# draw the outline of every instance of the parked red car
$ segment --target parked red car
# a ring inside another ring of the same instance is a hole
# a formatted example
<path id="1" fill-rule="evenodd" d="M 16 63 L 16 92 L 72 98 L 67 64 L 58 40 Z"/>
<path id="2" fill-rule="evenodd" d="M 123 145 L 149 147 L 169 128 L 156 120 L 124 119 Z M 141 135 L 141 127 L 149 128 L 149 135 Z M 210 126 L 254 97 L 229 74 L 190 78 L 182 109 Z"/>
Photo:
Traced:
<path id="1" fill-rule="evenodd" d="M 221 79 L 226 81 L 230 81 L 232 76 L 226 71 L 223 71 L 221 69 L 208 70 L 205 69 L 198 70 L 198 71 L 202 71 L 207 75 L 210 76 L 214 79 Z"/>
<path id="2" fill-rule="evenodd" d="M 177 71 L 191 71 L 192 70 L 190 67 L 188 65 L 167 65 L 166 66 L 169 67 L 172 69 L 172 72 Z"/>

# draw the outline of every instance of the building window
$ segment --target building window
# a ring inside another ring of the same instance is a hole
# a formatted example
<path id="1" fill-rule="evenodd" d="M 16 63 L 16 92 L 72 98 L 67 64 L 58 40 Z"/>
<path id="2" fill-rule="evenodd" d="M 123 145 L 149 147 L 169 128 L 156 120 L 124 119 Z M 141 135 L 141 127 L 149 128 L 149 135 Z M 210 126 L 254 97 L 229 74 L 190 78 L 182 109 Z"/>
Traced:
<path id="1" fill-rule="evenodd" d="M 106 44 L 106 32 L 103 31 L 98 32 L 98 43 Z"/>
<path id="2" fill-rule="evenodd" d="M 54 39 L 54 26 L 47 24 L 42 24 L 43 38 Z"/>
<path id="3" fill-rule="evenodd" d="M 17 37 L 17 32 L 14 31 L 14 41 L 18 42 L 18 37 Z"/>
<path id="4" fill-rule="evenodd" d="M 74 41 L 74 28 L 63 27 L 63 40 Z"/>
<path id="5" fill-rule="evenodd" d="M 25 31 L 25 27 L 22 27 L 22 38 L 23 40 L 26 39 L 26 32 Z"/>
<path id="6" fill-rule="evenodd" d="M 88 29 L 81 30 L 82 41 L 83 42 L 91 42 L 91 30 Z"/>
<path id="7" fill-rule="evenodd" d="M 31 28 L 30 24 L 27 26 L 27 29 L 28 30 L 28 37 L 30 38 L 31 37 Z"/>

☆ ☆ ☆ ☆

Reproduce all of the material above, swapping every occurrence of "every instance" for "each instance" and leaving everything else unchanged.

# draw the outline of each instance of the parked red car
$ segment --target parked red car
# a ring inside another ring of the same instance is a hole
# a formatted example
<path id="1" fill-rule="evenodd" d="M 16 63 L 16 92 L 72 98 L 67 64 L 58 40 Z"/>
<path id="2" fill-rule="evenodd" d="M 123 145 L 149 147 L 169 128 L 156 120 L 124 119 Z M 141 135 L 141 127 L 149 128 L 149 135 Z M 210 126 L 254 97 L 229 74 L 190 78 L 182 109 Z"/>
Photo:
Traced:
<path id="1" fill-rule="evenodd" d="M 221 79 L 226 81 L 230 81 L 232 76 L 226 71 L 223 71 L 221 69 L 208 70 L 205 69 L 198 70 L 198 71 L 202 71 L 207 75 L 210 76 L 214 79 Z"/>
<path id="2" fill-rule="evenodd" d="M 177 71 L 191 71 L 192 70 L 190 67 L 188 65 L 167 65 L 166 66 L 169 67 L 172 69 L 172 72 Z"/>

# draw the outline of each instance of the building window
$ segment --target building window
# a ring inside another ring of the same instance is a hole
# a formatted example
<path id="1" fill-rule="evenodd" d="M 16 63 L 16 92 L 72 98 L 67 64 L 58 40 Z"/>
<path id="2" fill-rule="evenodd" d="M 123 145 L 149 147 L 169 128 L 156 120 L 124 119 Z M 141 135 L 141 127 L 149 128 L 149 135 Z M 210 126 L 254 97 L 229 74 L 190 78 L 182 109 Z"/>
Traced:
<path id="1" fill-rule="evenodd" d="M 106 44 L 106 32 L 103 31 L 98 32 L 98 43 Z"/>
<path id="2" fill-rule="evenodd" d="M 54 39 L 54 26 L 47 24 L 42 24 L 43 38 Z"/>
<path id="3" fill-rule="evenodd" d="M 17 37 L 17 32 L 14 31 L 14 41 L 18 42 L 18 37 Z"/>
<path id="4" fill-rule="evenodd" d="M 74 41 L 74 28 L 63 27 L 63 40 Z"/>
<path id="5" fill-rule="evenodd" d="M 25 31 L 25 27 L 22 27 L 22 38 L 23 40 L 26 39 L 26 32 Z"/>
<path id="6" fill-rule="evenodd" d="M 88 29 L 81 30 L 82 41 L 83 42 L 91 42 L 91 30 Z"/>
<path id="7" fill-rule="evenodd" d="M 31 28 L 30 24 L 27 26 L 27 29 L 28 30 L 28 37 L 30 38 L 31 37 Z"/>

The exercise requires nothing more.